Do this —
Reproduce the material word for word, beginning with its first line and continuing through the line that contains "156;77;336;242", with both of those lines included.

Material supplied —

---

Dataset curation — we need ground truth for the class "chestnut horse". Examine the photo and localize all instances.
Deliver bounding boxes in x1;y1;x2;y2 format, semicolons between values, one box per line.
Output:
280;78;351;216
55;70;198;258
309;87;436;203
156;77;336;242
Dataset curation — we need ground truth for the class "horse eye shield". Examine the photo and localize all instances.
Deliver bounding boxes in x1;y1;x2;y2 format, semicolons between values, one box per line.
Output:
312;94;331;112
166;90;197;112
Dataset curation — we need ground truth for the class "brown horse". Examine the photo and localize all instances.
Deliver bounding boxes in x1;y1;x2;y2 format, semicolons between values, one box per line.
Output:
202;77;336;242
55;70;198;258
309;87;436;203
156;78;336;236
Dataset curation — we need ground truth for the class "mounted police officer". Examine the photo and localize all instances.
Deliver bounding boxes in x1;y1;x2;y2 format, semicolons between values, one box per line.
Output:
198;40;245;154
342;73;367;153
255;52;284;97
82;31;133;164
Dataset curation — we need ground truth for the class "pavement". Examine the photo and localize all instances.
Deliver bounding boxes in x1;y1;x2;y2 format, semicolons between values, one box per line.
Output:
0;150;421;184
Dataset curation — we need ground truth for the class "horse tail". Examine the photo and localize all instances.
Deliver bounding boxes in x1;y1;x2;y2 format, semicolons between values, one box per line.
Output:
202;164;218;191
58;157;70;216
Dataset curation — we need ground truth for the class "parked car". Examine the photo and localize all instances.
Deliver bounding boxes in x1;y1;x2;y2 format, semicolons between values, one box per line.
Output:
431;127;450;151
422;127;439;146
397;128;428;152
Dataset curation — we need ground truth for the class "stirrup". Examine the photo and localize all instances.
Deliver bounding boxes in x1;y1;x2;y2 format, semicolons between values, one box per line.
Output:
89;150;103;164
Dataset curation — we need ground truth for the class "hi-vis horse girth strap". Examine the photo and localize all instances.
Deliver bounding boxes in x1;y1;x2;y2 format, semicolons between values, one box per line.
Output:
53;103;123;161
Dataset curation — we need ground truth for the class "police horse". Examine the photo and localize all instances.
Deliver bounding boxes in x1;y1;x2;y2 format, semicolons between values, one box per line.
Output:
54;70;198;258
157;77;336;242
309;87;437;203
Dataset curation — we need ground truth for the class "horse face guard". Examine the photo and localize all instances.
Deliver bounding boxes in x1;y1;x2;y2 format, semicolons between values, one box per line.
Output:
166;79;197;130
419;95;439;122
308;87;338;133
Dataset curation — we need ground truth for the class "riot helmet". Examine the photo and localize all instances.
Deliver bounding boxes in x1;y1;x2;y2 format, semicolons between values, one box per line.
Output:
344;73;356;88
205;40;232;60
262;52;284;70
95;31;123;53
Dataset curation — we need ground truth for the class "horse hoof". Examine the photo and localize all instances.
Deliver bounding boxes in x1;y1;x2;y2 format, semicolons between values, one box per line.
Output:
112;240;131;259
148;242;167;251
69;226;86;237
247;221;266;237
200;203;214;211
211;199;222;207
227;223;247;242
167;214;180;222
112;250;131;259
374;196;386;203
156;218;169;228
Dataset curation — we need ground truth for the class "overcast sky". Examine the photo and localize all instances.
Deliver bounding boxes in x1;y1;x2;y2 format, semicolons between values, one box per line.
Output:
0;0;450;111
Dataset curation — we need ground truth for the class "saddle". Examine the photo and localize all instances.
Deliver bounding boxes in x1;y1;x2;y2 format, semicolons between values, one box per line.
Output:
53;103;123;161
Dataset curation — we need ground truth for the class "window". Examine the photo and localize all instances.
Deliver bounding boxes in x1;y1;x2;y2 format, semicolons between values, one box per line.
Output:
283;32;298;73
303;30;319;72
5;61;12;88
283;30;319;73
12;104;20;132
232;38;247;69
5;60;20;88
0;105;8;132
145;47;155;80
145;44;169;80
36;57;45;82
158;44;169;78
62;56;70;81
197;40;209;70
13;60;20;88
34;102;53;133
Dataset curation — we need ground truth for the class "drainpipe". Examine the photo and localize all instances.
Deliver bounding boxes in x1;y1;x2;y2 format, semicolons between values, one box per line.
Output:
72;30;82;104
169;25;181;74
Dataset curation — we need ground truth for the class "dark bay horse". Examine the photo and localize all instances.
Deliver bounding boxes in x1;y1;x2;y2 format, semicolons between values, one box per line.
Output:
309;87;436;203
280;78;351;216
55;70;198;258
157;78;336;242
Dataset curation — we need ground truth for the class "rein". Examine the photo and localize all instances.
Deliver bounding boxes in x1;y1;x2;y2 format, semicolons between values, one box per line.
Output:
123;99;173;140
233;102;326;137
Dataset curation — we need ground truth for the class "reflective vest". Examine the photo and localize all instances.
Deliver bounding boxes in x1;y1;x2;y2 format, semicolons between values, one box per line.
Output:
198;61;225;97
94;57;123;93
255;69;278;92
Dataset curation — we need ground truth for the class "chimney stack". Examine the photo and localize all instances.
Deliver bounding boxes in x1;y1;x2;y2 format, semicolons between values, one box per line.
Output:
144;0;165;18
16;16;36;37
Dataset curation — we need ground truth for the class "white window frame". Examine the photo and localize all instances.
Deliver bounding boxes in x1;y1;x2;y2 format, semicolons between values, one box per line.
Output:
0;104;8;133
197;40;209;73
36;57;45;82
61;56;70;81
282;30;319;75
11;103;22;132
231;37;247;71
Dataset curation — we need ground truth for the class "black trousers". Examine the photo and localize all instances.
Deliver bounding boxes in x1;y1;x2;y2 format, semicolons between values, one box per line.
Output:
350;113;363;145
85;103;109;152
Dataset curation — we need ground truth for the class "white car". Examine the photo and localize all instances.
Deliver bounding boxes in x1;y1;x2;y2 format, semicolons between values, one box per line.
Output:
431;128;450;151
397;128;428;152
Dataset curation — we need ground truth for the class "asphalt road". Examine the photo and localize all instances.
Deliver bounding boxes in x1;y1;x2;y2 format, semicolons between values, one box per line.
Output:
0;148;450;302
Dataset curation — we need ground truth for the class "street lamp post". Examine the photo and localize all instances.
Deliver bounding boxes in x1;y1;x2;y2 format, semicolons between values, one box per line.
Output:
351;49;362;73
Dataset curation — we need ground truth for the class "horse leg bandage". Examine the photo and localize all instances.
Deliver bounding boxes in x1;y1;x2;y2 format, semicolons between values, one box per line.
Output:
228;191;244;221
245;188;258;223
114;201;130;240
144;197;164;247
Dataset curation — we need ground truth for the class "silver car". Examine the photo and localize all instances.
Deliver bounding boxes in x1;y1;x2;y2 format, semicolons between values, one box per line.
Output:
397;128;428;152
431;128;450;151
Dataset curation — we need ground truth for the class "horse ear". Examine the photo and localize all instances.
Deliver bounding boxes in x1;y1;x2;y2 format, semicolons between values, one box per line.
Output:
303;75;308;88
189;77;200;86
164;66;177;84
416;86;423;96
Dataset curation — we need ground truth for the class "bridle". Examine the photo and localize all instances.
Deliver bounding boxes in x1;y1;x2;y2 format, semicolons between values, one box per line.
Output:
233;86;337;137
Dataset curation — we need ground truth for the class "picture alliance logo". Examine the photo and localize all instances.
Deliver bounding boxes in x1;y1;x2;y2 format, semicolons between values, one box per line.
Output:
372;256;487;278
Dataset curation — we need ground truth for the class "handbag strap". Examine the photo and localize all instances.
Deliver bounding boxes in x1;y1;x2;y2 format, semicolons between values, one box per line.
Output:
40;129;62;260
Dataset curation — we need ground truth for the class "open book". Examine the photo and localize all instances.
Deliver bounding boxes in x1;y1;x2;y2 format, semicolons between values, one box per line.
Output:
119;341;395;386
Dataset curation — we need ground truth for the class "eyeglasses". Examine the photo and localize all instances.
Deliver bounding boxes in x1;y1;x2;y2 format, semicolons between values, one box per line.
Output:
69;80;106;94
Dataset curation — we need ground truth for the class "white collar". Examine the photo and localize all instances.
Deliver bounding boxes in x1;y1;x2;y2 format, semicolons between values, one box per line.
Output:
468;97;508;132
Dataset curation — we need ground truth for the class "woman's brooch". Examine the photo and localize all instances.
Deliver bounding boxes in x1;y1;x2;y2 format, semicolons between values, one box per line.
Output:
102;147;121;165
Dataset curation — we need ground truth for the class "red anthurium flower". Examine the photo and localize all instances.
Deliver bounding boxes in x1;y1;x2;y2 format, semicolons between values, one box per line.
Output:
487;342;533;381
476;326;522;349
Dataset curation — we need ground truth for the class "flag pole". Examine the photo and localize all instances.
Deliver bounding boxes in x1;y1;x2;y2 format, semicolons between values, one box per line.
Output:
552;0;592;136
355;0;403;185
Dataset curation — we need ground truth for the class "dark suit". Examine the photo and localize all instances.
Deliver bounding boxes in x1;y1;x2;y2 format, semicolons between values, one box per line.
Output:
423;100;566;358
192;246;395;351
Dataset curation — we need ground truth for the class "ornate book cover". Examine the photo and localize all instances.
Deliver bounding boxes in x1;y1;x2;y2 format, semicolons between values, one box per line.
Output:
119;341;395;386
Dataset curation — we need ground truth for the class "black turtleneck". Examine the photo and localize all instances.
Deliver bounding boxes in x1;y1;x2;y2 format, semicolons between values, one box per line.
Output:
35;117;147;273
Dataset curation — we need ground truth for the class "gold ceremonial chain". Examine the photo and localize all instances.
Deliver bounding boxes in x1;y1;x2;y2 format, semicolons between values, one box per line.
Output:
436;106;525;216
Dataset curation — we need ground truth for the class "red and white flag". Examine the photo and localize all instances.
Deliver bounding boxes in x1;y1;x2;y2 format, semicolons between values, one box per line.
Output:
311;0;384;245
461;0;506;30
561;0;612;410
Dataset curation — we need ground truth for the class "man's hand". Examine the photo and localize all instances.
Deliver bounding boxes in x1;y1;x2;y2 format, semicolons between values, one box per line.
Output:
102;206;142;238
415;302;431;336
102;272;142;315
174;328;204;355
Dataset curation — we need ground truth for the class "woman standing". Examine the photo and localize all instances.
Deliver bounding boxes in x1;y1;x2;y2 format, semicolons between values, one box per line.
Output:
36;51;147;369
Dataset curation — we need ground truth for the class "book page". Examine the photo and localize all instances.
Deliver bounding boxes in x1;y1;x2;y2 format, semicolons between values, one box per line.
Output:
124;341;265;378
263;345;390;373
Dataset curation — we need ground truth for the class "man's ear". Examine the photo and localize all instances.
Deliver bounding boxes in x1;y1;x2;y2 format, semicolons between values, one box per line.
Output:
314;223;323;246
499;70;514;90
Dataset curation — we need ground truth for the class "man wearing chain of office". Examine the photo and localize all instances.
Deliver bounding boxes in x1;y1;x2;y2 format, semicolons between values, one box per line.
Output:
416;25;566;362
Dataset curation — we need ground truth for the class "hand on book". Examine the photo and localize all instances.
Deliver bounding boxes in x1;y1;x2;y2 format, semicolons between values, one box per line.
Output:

---

Output below —
Dataset curation — we need ground truth for the class "chestnut horse". Examine the photo and localize all instances.
Deliver bounding boxes in x1;y1;x2;y2 format, semicolons between values, one box per line.
Output:
280;78;351;216
55;70;198;258
309;87;436;203
156;77;336;242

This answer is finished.